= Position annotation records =
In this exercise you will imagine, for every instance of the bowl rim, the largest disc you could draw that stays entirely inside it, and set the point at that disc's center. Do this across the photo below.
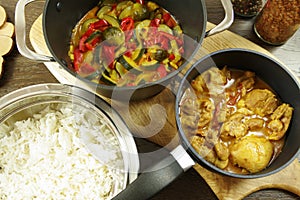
(122, 133)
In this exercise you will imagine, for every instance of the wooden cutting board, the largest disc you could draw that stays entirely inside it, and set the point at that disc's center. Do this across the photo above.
(138, 116)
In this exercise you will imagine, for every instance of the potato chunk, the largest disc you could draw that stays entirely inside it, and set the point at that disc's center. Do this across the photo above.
(252, 153)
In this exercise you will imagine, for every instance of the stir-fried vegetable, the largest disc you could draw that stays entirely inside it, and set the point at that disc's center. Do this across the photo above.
(126, 43)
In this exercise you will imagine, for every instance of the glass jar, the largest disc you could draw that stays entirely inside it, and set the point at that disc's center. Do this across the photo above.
(247, 8)
(278, 21)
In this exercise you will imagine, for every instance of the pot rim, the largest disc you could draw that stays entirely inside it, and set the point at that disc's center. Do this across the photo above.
(186, 143)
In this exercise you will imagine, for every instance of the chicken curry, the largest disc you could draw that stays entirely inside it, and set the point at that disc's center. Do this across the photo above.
(234, 120)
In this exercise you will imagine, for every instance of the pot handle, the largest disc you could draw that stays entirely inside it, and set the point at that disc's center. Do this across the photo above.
(20, 31)
(226, 22)
(158, 176)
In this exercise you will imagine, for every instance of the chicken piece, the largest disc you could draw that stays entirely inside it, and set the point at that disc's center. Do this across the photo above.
(261, 101)
(234, 127)
(206, 108)
(281, 119)
(252, 153)
(246, 82)
(198, 143)
(215, 81)
(255, 123)
(222, 151)
(199, 84)
(212, 158)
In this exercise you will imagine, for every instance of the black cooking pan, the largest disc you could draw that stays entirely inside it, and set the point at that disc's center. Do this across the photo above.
(279, 77)
(60, 17)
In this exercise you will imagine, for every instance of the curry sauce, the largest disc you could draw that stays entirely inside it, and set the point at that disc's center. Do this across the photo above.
(234, 120)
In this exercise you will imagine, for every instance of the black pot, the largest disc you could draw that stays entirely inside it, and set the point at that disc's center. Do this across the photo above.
(183, 157)
(60, 17)
(279, 77)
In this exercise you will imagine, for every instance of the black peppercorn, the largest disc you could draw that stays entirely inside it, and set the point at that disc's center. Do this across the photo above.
(247, 8)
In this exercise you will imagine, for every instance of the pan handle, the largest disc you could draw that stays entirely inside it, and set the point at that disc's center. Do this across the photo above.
(20, 29)
(227, 21)
(158, 176)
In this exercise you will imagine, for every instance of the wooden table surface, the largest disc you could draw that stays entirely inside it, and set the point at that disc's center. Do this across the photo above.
(20, 72)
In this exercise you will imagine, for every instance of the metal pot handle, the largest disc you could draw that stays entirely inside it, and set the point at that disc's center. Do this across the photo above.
(157, 178)
(227, 21)
(20, 29)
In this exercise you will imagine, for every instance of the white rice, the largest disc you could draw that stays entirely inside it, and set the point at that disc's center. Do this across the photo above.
(49, 156)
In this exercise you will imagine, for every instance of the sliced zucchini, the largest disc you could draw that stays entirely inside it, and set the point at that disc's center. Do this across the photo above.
(93, 36)
(129, 64)
(165, 28)
(102, 11)
(114, 36)
(93, 75)
(111, 20)
(126, 12)
(122, 5)
(105, 78)
(84, 27)
(138, 53)
(150, 65)
(140, 12)
(120, 69)
(141, 29)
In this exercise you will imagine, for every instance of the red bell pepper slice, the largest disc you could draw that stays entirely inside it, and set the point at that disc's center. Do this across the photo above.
(127, 24)
(108, 54)
(140, 1)
(78, 57)
(99, 24)
(86, 68)
(81, 46)
(155, 22)
(162, 71)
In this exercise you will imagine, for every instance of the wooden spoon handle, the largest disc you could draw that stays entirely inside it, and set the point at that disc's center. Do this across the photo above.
(232, 188)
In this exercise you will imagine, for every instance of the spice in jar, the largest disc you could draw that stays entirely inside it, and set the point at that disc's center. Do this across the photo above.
(247, 8)
(278, 21)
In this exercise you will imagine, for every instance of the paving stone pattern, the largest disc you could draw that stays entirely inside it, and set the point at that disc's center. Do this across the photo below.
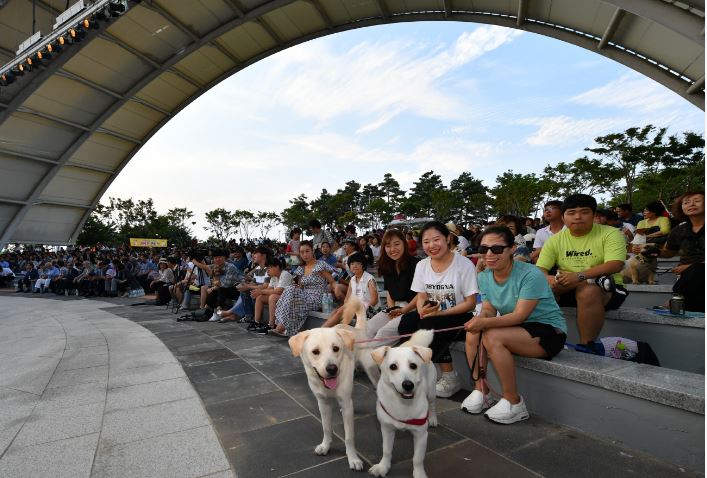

= Goal =
Show each line of the listing above that contains the word "curry". Uppercase and lowercase letters count as different.

= Worked answer =
In this exercise you will imagine, for every instance of the chicken curry, the largest disc you could draw that stays entirely inside it, and set the point at that disc's center. Do this across the photo above.
In this exercise you will imagine, for every instance of the curry sauce, the largest disc you could draw that stays entirely inside it, and set the point at that disc's center. Do this across the photo above.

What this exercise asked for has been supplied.